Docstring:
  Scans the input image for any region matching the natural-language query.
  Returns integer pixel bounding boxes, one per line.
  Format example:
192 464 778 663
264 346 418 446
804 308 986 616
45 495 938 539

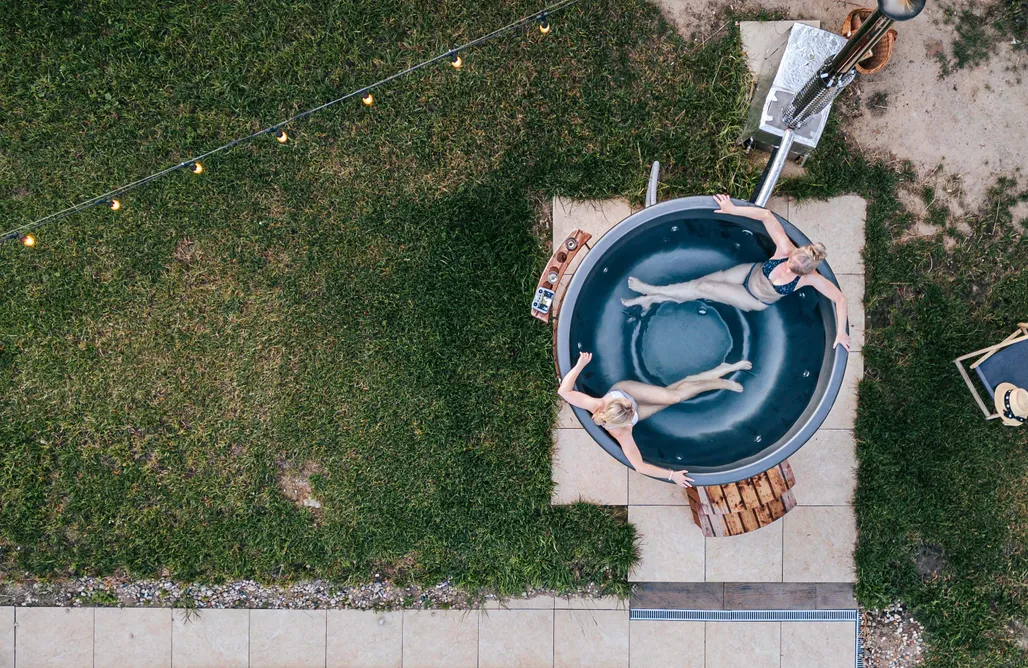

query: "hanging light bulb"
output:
21 233 37 248
107 199 121 211
538 12 551 34
450 51 462 69
275 128 289 143
190 161 204 174
362 93 374 106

= = = =

Look through the entries above; copy every line holding the string "query".

**The answer**
  Scans the input image for any region matching the natural-language query.
query: "hanging light bulb"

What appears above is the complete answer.